▶ 抜粋:
<<<<

青山二郎を考察する

眼の哲学

青山の弟子:白洲正子、中原中也、小林秀雄、宇野千代、永井龍雄、柳宗悦、大岡昇平など。

青山の信仰とは、知識に依らず、眼を頭から切り離して、純粋に眼に映ったものだけを信じるという「眼の哲学」であった。やきものから学んだ眼力によって、骨董はもちろん、人間の真贋から社会批評まで、ズバリとその本質を言い当てる。青山の文章は、独特な比喩とともに難解なところもあるが、知識ばかりが横溢する現在、もっとも辛辣な文明批評となっている。
人は眼玉で見たものを頭で判断し過ぎる。眼玉で見たものを銘々の流儀に従属してみている。眼玉で見たものを眼玉で受け止めるべきと言う。

「私が言いたいのは、人が放心状態の時に物が映る、あの目玉の働きにも似ています。知り過ぎるほど知っている友達の顔を、突然そこに見ながら、茫然と彼は一個の人間の顔を眺め出します。何の観念も働いていません。頭は今完全に静止しています。この場合、眼玉が私でなければなりません。下等動物のような眼が、自我を持たぬ眼玉という私に変じます。「黙って坐ればピタリと当てる」眼です。」

そもそも青山二郎は「見て」いない。見るのではない。観じるのである。何を観じるかというと、物の正体を観じる。「見るとは、見ることに堪えることである」とも言うし、「美は見、魂は聞き、不徳は語る」とも言った。

>>>>

▶ 提供資料:

<<<<

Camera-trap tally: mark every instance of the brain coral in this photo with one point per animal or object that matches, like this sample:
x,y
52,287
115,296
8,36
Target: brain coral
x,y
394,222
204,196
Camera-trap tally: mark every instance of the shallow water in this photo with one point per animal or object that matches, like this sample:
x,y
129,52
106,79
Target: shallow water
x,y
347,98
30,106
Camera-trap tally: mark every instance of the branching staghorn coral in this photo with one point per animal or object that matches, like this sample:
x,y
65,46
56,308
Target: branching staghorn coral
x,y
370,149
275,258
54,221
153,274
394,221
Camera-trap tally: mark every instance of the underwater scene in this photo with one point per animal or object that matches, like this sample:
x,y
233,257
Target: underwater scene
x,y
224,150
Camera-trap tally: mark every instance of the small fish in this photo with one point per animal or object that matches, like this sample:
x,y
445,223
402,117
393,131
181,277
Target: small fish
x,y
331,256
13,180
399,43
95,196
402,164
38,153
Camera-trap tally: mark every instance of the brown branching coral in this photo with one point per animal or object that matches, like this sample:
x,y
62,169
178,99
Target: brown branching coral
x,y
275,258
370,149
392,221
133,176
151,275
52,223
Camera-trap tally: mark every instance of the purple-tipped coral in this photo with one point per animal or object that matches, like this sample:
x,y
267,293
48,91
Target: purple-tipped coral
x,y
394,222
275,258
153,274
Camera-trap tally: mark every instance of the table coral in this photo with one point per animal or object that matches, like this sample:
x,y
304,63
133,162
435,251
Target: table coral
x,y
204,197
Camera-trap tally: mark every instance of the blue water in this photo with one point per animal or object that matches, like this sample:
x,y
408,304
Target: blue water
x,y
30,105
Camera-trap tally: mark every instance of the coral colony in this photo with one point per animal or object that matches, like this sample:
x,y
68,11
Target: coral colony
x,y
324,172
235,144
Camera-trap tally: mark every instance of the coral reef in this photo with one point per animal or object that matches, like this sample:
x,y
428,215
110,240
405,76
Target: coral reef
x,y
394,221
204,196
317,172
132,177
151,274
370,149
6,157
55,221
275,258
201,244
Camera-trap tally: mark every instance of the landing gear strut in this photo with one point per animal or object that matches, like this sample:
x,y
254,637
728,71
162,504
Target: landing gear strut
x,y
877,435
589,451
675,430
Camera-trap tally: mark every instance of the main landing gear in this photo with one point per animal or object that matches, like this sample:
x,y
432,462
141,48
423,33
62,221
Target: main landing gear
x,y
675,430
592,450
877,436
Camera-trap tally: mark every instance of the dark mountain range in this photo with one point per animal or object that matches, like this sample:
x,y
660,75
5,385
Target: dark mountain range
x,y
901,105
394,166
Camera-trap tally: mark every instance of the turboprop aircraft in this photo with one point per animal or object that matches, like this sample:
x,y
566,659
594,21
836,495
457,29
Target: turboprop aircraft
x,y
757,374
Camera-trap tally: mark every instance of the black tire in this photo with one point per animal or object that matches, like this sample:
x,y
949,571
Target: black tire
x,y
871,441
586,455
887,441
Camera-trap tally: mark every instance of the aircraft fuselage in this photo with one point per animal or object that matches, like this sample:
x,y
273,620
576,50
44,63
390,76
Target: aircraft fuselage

>>>>

▶ 小問:
抜粋に基づき、次の問いに答えてください。
1. 青山の弟子として最初に挙げられている人物は誰ですか。
2. 青山の信仰は何と呼ばれていますか。
3. 青山は「見るとは」何であると言いましたか。

▶ 最終解答:
1. 白洲正子
2. 「眼の哲学」
3. 見ることに堪えること